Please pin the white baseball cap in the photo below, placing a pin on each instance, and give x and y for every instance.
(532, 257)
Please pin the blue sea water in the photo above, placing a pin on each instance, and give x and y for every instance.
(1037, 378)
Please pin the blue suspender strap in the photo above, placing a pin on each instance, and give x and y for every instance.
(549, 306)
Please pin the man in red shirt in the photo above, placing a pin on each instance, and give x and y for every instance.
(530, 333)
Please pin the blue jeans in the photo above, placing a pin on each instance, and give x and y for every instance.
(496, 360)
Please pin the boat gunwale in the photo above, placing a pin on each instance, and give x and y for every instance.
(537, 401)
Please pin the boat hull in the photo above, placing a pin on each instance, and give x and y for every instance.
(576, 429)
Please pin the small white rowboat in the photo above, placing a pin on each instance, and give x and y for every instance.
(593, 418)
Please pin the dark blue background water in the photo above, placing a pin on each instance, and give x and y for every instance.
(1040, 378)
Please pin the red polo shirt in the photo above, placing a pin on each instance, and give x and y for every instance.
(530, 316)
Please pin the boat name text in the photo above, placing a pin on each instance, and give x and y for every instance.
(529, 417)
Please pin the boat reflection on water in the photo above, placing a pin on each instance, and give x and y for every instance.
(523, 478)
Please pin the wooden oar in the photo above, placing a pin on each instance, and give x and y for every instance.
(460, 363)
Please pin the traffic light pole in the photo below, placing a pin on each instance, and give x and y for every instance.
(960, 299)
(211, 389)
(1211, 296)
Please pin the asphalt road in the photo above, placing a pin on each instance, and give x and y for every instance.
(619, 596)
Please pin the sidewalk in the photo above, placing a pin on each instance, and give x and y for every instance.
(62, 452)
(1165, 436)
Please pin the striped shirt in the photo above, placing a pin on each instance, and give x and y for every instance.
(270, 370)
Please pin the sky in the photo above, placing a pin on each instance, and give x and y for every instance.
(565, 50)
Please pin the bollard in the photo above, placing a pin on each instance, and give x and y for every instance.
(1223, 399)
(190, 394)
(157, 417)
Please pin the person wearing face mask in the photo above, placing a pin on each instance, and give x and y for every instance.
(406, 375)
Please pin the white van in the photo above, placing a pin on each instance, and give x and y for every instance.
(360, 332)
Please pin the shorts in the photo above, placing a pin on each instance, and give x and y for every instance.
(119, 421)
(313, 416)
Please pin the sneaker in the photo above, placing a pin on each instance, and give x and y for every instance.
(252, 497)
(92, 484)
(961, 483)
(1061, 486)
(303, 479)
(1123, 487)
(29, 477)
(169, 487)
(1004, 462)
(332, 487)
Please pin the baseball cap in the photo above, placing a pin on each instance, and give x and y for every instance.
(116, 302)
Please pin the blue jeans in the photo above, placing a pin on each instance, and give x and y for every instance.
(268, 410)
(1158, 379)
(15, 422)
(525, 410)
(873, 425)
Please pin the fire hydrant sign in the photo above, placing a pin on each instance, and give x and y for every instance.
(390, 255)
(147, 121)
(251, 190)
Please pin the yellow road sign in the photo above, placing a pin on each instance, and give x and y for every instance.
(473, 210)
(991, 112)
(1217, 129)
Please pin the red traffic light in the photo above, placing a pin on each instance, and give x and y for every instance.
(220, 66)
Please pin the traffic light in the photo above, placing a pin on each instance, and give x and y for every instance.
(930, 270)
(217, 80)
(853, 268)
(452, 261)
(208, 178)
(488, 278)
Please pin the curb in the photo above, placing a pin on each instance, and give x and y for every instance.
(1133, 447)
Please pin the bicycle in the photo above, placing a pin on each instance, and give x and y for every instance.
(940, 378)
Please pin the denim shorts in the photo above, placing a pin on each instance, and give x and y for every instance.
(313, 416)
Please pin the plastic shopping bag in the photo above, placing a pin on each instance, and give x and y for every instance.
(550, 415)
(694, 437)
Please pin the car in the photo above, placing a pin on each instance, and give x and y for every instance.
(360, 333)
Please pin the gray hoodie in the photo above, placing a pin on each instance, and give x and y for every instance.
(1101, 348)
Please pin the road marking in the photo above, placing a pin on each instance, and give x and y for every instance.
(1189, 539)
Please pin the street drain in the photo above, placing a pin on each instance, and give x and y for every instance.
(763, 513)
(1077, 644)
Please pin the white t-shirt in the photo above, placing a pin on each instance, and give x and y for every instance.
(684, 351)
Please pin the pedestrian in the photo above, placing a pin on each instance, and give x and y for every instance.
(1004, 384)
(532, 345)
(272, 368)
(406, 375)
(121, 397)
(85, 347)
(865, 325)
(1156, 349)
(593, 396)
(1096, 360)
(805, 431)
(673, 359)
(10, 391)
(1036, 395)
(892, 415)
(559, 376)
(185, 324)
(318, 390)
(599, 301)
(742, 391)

****************

Exercise description: All entries shown above should be duplicated without a single difference.

Result of the task:
Please pin the white baseball cap in the photo below, placing a pin on each instance, and give x and y for every instance.
(532, 257)
Please pin the blue sea water in the photo above, placing a pin on each instance, and give x and y for every instance.
(1037, 378)
Please pin the blue suspender strap in the photo above, placing a pin on each instance, and give x and y for every instance.
(549, 306)
Please pin the man in red shirt in the photo above, placing a pin on each instance, and give x and y for every instance.
(530, 333)
Please pin the blue jeans in the photo above, placing a pin on each instance, and give x and y for every instance.
(496, 360)
Please pin the boat gunwale in the photo above, placing a pin on each instance, and give x and y for every instance.
(537, 401)
Please pin the boat hull in the photo above, placing a pin on each instance, and give x and y for every instance.
(576, 429)
Please pin the small white rowboat in the photo above, placing a pin on each instance, and give x and y for every instance.
(593, 418)
Please pin the dark blue background water in the photo above, placing a pin on each instance, and give x and y for every instance.
(1040, 378)
Please pin the red polo shirt in the photo above, placing a pin on each instance, and give x and y for every instance.
(530, 316)
Please pin the boat name text in the photo above, placing a pin on each instance, and give x and y for every instance.
(529, 417)
Please pin the boat reflection on water in the photo above, placing a pin on each instance, and give x and y for every instance.
(523, 478)
Please pin the wooden oar in the photo above, placing a pin on each instance, and give x and y for every instance.
(460, 363)
Please pin the traffic light pole in the photo below, placing a pin on each instance, and give x and y for every instance.
(960, 299)
(211, 389)
(1211, 296)
Please pin the asphalt road in the photo above, placing a pin on each instance, and give x and y for every instance.
(619, 596)
Please pin the sidewalk in the photo above, placing a pin on each instance, and give x and y for every instance.
(62, 452)
(1165, 436)
Please pin the striped shirt in the photo above, placing a pin on each instance, and give x and y for every instance.
(270, 370)
Please pin the sky in the photo above, placing a pin on each instance, and give x and y for every instance.
(565, 50)
Please pin the bollard in the photo above, placing a pin on each instance, and give x and y for every instance.
(1223, 399)
(190, 394)
(157, 417)
Please pin the person wearing face mask in the photo above, placing a pin on each instance, and give x and y for every instance.
(406, 375)
Please pin the white van in the photo above, placing a pin on each instance, and give x and y for every instance.
(360, 332)
Please pin the shorts in the photo above, placing a pin on each instance, and give x and y for every instance.
(119, 421)
(313, 416)
Please pin the sneaker in the photo above, placing a pin on each instance, and give x and y for every instance.
(252, 497)
(92, 484)
(961, 483)
(1061, 486)
(303, 479)
(1123, 487)
(29, 477)
(169, 487)
(1004, 462)
(332, 487)
Please pin the baseball cap in the photo above, placing a pin on each instance, and give x and y for every instance.
(116, 302)
Please pin the blue jeans in the photo above, placing a pin on each instance, and give x and y for every instance.
(268, 410)
(1158, 379)
(15, 422)
(525, 410)
(873, 425)
Please pin the fire hydrant sign in the photo above, placing a pin on each instance, and give x and y for every instance.
(390, 255)
(147, 121)
(251, 190)
Please pin the yellow road sign in the photo above, placing a pin on each instance, and give x and y for every instance.
(473, 210)
(991, 112)
(1217, 129)
Please pin the red traffic light in the photo above, placing a pin on each instance, and give x and y for every instance.
(220, 66)
Please pin the traffic light in the photo above, placing a pin on each instance, and give x and y for every instance.
(930, 270)
(217, 80)
(853, 268)
(452, 261)
(208, 178)
(488, 278)
Please pin the curb in the photo above, placing a pin on each instance, and give x and y for every instance.
(1133, 447)
Please pin the bicycle in the photo above, placing a pin on each instance, and give x and y for every instance.
(940, 378)
Please pin the denim shorts in the photo above, placing a pin on each instance, and give x and y for every instance.
(313, 416)
Please pin the plastic shopping bag in the photo above, placing a pin on each instance, and give x and y for every instance.
(550, 415)
(694, 437)
Please pin the car in the photo above, placing a pin on each instance, and give x and y for every instance.
(360, 333)
Please pin the gray hoodie in the photo above, placing a pin on each instance, and give x and y for every instance.
(1101, 348)
Please pin the road marking in the photo above, placing a pin on each instance, and give x and y for every instance.
(1189, 539)
Please pin the street drain in the photo above, placing a pin on each instance, and give x and y for every instance.
(763, 513)
(1077, 644)
Please pin the white t-shirt in the photo above, placing a pin on each instance, and give x and y for every instance.
(684, 351)
Please pin the pedestrian in the photo above, placing a pin on each instance, and give x and y for every instance.
(1004, 384)
(532, 345)
(272, 368)
(406, 375)
(121, 397)
(85, 347)
(865, 325)
(1156, 349)
(593, 396)
(1096, 360)
(805, 431)
(673, 359)
(10, 391)
(1036, 395)
(892, 415)
(559, 376)
(185, 324)
(318, 390)
(599, 301)
(742, 391)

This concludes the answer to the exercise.